== Records provided ==

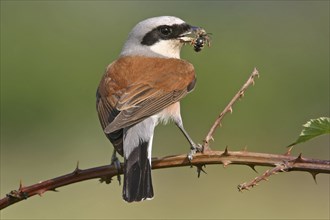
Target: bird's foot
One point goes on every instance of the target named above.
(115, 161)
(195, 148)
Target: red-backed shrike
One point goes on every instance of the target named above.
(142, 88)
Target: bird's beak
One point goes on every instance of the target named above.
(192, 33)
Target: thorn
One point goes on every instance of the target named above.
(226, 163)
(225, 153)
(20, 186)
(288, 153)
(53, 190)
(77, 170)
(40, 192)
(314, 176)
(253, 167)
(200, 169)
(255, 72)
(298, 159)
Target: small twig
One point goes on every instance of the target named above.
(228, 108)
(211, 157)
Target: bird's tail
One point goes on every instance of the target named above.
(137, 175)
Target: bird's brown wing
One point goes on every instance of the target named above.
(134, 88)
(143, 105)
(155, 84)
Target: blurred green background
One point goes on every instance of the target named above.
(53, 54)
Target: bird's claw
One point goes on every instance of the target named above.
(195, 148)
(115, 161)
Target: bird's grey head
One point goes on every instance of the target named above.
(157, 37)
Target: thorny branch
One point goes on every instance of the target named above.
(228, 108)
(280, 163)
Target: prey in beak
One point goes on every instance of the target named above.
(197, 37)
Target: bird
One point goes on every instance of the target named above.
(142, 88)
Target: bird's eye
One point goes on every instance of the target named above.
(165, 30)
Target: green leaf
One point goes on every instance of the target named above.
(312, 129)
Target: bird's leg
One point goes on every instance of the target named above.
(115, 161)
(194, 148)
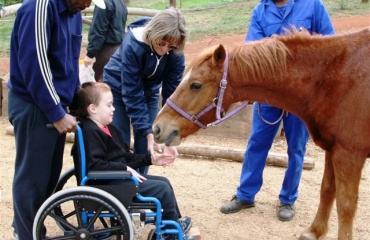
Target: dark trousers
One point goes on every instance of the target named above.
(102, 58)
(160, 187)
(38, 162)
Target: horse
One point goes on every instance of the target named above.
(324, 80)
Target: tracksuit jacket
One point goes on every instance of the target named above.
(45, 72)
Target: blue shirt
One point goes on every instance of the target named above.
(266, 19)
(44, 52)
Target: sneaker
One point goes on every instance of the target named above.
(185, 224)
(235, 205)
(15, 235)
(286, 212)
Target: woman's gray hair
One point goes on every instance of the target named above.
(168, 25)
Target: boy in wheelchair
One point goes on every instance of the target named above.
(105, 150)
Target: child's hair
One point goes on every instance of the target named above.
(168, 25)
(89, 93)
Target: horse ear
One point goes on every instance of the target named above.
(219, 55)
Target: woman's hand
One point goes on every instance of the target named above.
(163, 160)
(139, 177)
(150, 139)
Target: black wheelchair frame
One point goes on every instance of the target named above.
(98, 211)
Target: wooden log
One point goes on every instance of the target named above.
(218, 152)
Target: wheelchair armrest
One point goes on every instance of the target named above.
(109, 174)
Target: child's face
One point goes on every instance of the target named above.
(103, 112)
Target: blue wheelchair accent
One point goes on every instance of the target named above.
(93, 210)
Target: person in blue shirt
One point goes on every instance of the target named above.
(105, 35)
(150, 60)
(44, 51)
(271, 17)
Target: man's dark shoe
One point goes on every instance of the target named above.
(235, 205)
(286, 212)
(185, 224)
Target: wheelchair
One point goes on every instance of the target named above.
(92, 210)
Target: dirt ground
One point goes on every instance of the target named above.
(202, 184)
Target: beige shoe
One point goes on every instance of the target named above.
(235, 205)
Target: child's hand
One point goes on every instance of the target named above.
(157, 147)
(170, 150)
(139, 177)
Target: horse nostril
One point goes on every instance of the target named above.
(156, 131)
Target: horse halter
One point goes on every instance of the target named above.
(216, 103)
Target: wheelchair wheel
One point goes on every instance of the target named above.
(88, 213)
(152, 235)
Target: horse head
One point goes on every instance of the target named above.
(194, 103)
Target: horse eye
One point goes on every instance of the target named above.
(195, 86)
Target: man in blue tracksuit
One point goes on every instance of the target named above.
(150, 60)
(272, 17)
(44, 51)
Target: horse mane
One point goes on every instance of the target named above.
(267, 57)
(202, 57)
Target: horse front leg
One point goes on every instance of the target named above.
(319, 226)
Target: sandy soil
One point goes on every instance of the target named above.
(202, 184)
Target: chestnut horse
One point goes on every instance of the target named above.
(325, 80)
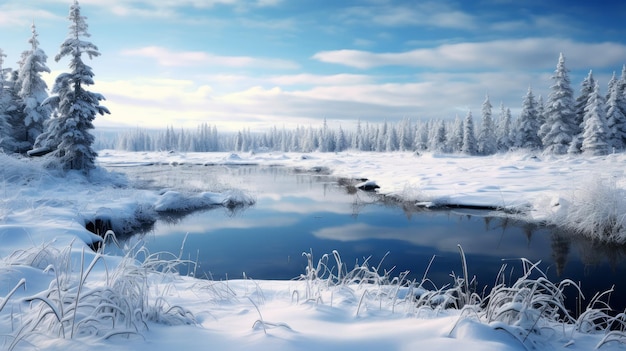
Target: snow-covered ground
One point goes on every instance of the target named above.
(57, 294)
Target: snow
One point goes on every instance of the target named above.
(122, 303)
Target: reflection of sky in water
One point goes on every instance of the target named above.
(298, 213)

===

Lay out every line of the records as a Markdown table with the columns "No." and "Line". Start at the line containing "Target: chestnut horse" and continue through the last line of the records, leaving out blank lines and the pictures.

| No. | Line |
|---|---|
| 1 | Target: chestnut horse |
| 2 | One point goes on every instance of the target named above. |
| 3 | (325, 80) |
| 4 | Target: snow-covered ground |
| 5 | One point goes on every instance of the target named above. |
| 6 | (57, 294) |
| 7 | Target: snow |
| 8 | One point goes on every instance of the target named above. |
| 9 | (122, 303) |
| 10 | Target: reflection of sky in water |
| 11 | One point goes on every instance of the target named above. |
| 12 | (298, 213) |